Written exercise -
Convert the listing into a Markdown table with the columns Row and Line, putting each non-blank line in its own row next to its number.

Stored rows -
================================

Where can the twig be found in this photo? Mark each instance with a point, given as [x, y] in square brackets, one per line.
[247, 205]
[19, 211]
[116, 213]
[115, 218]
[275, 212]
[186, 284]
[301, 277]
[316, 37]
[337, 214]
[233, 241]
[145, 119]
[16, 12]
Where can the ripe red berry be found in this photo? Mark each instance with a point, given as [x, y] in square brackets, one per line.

================================

Solution to this problem -
| Row | Line |
|---|---|
| 1 | Where can the twig be found in this photo? Mark each instance with a point, given as [x, y] in square brackets, one per line. |
| 2 | [247, 205] |
| 3 | [19, 211] |
| 4 | [116, 213] |
| 5 | [115, 218] |
| 6 | [275, 212] |
| 7 | [186, 284] |
| 8 | [301, 277] |
| 9 | [316, 37] |
| 10 | [337, 214] |
| 11 | [233, 241] |
| 12 | [145, 119] |
| 13 | [16, 12] |
| 14 | Where can the ripe red berry be found in this photo? Mark each instance with a point, given as [x, y] in square brackets, one per line. |